- [Data listing]:
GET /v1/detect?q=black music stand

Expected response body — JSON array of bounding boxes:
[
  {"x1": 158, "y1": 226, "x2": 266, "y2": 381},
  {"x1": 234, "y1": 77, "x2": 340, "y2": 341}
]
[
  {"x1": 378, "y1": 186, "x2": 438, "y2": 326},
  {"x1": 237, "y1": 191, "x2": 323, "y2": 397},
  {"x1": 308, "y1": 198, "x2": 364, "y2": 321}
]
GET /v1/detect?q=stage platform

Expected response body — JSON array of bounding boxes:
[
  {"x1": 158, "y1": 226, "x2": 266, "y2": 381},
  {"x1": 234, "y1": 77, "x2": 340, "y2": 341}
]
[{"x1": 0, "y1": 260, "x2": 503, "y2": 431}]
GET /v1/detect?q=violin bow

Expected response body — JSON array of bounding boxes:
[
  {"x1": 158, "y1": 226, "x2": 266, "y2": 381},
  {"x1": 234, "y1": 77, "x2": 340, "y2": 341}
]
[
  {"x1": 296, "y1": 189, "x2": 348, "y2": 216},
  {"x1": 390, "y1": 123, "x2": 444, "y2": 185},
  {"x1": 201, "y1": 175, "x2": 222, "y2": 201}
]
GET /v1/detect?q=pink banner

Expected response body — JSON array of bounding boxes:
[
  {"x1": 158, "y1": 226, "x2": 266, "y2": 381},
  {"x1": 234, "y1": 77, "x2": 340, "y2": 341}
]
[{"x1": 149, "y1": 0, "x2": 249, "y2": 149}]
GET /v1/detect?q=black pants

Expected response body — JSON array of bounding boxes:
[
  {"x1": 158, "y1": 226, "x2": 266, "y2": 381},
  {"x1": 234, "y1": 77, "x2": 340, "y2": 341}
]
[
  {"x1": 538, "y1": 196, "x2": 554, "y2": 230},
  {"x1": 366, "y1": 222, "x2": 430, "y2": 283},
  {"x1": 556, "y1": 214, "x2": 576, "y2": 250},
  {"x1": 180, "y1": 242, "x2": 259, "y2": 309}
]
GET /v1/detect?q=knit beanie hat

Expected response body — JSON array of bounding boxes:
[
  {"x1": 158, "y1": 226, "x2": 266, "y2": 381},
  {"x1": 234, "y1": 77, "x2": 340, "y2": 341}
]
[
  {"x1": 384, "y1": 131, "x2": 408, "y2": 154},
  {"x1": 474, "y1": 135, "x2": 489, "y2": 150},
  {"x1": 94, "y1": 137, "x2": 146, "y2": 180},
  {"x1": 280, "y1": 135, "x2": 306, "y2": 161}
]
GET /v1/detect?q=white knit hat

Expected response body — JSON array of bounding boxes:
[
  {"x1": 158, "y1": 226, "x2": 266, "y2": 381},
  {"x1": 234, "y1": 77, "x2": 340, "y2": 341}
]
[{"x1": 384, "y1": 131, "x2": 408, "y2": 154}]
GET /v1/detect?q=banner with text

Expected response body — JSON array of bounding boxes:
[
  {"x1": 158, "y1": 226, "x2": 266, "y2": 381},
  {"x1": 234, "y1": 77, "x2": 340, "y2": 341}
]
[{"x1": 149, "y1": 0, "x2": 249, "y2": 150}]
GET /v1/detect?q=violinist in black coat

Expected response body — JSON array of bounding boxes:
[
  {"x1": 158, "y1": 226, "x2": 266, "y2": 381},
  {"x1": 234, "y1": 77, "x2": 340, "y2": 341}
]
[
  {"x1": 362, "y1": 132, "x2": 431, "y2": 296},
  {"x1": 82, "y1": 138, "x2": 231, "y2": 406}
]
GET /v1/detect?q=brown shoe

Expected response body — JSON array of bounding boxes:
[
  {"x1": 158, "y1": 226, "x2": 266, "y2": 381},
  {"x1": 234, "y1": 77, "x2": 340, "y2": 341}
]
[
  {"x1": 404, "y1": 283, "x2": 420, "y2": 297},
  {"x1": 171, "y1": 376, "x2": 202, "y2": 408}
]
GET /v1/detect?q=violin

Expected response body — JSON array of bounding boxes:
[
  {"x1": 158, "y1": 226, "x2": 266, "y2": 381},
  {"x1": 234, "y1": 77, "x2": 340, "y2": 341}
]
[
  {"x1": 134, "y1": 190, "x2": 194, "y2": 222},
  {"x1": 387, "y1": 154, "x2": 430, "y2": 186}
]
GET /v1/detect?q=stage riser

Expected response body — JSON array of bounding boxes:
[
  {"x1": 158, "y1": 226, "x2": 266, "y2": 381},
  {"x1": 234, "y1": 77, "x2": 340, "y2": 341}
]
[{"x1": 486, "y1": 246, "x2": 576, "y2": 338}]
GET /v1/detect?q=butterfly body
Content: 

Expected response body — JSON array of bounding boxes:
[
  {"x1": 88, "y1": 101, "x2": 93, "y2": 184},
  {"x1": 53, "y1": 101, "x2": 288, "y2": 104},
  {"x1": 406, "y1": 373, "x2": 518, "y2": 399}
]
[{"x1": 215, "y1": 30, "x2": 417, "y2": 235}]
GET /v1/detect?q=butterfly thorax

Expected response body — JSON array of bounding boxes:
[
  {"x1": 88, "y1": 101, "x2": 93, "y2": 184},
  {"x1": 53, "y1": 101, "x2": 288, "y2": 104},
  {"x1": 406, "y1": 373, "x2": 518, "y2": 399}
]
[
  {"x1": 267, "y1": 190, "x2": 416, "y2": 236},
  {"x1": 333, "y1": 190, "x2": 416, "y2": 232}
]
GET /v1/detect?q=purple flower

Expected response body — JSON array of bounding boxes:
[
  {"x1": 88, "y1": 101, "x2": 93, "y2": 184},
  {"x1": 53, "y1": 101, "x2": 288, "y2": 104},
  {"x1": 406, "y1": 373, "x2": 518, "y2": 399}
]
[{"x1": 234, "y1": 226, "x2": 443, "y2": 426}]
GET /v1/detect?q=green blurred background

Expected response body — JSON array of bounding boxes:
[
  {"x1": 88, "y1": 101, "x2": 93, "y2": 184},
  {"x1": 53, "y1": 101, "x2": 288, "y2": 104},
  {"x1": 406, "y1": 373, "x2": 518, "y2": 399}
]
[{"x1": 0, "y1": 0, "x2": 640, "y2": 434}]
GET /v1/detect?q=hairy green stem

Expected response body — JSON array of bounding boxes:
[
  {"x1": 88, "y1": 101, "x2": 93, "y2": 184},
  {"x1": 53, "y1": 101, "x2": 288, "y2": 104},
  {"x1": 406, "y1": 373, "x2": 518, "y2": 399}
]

- [Short task]: Copy the lines verbatim, beginning at the line that contains "GET /v1/detect?q=butterfly thorax" and continuing through the end of the data listing.

- [Written response]:
GET /v1/detect?q=butterfly thorax

Expected response body — JSON array of bounding boxes:
[
  {"x1": 88, "y1": 101, "x2": 93, "y2": 184},
  {"x1": 53, "y1": 101, "x2": 288, "y2": 104},
  {"x1": 406, "y1": 373, "x2": 518, "y2": 399}
]
[
  {"x1": 267, "y1": 190, "x2": 416, "y2": 236},
  {"x1": 333, "y1": 190, "x2": 416, "y2": 232}
]
GET /v1/detect?q=purple flower

Expected response body — JSON array of bounding boxes:
[
  {"x1": 88, "y1": 101, "x2": 93, "y2": 184},
  {"x1": 53, "y1": 101, "x2": 288, "y2": 104},
  {"x1": 406, "y1": 373, "x2": 518, "y2": 399}
]
[{"x1": 234, "y1": 226, "x2": 443, "y2": 426}]
GET /v1/detect?q=green blurred background

Expected response body — JSON array of bounding boxes:
[
  {"x1": 88, "y1": 101, "x2": 93, "y2": 184},
  {"x1": 53, "y1": 101, "x2": 288, "y2": 104},
  {"x1": 406, "y1": 373, "x2": 518, "y2": 399}
]
[{"x1": 0, "y1": 0, "x2": 640, "y2": 434}]
GET /v1/detect?q=hairy green stem

Expected response body — JSON array of bounding boxes:
[
  {"x1": 88, "y1": 101, "x2": 93, "y2": 184},
  {"x1": 53, "y1": 101, "x2": 288, "y2": 104},
  {"x1": 406, "y1": 373, "x2": 518, "y2": 399}
]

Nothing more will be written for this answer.